─── RECORDS PROVIDED ───

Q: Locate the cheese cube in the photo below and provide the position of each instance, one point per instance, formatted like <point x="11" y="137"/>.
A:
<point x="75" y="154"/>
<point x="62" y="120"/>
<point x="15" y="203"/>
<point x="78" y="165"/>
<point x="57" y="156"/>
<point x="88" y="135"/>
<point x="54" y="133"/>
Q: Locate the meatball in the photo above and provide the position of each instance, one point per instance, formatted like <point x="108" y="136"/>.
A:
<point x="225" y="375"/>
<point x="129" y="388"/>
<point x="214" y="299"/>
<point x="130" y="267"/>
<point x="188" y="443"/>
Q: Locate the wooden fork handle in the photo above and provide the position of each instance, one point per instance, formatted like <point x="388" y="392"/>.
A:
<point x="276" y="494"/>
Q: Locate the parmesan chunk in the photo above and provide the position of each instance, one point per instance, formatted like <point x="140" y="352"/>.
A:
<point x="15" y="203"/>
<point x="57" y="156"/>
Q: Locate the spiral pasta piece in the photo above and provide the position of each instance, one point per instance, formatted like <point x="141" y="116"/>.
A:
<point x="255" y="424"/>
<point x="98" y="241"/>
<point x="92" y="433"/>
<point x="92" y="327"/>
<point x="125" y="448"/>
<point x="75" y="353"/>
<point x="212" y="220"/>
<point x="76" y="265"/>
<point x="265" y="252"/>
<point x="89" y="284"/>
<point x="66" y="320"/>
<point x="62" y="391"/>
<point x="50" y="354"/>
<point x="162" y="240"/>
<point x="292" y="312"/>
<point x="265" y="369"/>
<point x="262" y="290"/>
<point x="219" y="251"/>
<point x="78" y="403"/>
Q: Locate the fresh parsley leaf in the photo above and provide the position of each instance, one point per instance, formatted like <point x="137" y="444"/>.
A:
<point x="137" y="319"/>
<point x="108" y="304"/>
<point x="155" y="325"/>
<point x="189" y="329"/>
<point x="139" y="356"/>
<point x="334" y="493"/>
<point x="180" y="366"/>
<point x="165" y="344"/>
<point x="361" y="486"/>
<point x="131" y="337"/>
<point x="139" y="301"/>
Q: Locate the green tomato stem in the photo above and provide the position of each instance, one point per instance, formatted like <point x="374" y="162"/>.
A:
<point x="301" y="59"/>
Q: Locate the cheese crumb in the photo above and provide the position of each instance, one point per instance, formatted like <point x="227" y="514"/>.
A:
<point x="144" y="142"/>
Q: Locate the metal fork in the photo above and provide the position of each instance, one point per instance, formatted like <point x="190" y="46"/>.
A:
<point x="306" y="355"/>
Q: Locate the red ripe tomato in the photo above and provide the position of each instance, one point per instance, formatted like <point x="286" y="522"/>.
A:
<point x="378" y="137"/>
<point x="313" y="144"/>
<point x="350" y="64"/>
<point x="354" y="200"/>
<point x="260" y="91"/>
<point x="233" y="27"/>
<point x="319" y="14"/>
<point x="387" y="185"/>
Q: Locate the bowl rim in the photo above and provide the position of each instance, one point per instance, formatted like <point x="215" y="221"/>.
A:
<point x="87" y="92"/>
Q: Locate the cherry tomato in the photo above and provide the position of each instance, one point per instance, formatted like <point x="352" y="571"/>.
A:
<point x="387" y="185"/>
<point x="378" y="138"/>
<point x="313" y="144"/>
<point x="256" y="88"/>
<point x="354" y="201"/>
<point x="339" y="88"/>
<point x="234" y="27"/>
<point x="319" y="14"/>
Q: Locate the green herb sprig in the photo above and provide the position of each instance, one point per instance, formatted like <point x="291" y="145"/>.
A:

───

Retype the material in full, character for character.

__THE COMPLETED TASK__.
Q: Locate the cheese cube in the photo below and provide the position of each instance, one point per instance, formatted like <point x="11" y="137"/>.
A:
<point x="75" y="154"/>
<point x="62" y="120"/>
<point x="15" y="203"/>
<point x="78" y="165"/>
<point x="57" y="156"/>
<point x="88" y="135"/>
<point x="54" y="133"/>
Q: Locate the meatball in the photo above and provide the position of each instance, one point per instance, formatted like <point x="108" y="136"/>.
A:
<point x="225" y="375"/>
<point x="129" y="388"/>
<point x="214" y="299"/>
<point x="130" y="267"/>
<point x="188" y="443"/>
Q: Locate the wooden fork handle in the photo above and provide the position of each instance, one point per instance, formatted like <point x="388" y="392"/>.
A:
<point x="276" y="494"/>
Q: Locate the parmesan chunk in the photo above and provide the position of each instance, one point per instance, formatted like <point x="140" y="352"/>.
A:
<point x="15" y="203"/>
<point x="57" y="156"/>
Q: Locate the spiral pasta piece in the photo above and provide the position of each instance, one point per instance, formatted like <point x="141" y="116"/>.
A:
<point x="255" y="424"/>
<point x="98" y="241"/>
<point x="92" y="433"/>
<point x="92" y="327"/>
<point x="125" y="448"/>
<point x="75" y="353"/>
<point x="212" y="220"/>
<point x="76" y="265"/>
<point x="265" y="252"/>
<point x="89" y="284"/>
<point x="66" y="320"/>
<point x="62" y="391"/>
<point x="50" y="354"/>
<point x="162" y="240"/>
<point x="292" y="312"/>
<point x="265" y="369"/>
<point x="262" y="290"/>
<point x="219" y="251"/>
<point x="78" y="403"/>
Q: Locate the fresh parsley leaf in the photo above and provide the position of each instance, one point per instance, formatted like <point x="137" y="444"/>.
A:
<point x="137" y="319"/>
<point x="108" y="304"/>
<point x="155" y="325"/>
<point x="189" y="329"/>
<point x="139" y="356"/>
<point x="334" y="493"/>
<point x="180" y="366"/>
<point x="165" y="344"/>
<point x="361" y="486"/>
<point x="131" y="337"/>
<point x="139" y="301"/>
Q: Locate the green tomato stem in the photo above and provide the position of each instance, one point per instance, formatted like <point x="374" y="162"/>.
A:
<point x="301" y="59"/>
Q: Locate the cheese crumb in the photo above and provide the position of each instance, one point per instance, formatted like <point x="227" y="514"/>.
A:
<point x="144" y="142"/>
Q: Locate the metal fork in the photo above and provide the position of each instance, one point per instance, formatted like <point x="190" y="46"/>.
A:
<point x="306" y="355"/>
Q: Locate the red ripe tomato in the photo above and provide the position of each instance, one point per instance, formatted like <point x="286" y="522"/>.
A:
<point x="378" y="137"/>
<point x="313" y="144"/>
<point x="350" y="64"/>
<point x="354" y="200"/>
<point x="260" y="91"/>
<point x="233" y="27"/>
<point x="319" y="14"/>
<point x="387" y="185"/>
Q: Locate the bowl rim in the photo above and provide the position of each instance, one point per instance, formatted like <point x="215" y="221"/>.
A:
<point x="87" y="92"/>
Q: Locate the cherry tomato in the photo above and provide the position of each instance, one point per instance, formatted like <point x="352" y="571"/>.
A:
<point x="387" y="185"/>
<point x="378" y="138"/>
<point x="313" y="144"/>
<point x="256" y="88"/>
<point x="354" y="201"/>
<point x="339" y="88"/>
<point x="234" y="27"/>
<point x="319" y="14"/>
Q: Locate the green herb sprig in the photo above and provide the position of each instance, one point per instance, formatted like <point x="291" y="145"/>.
A:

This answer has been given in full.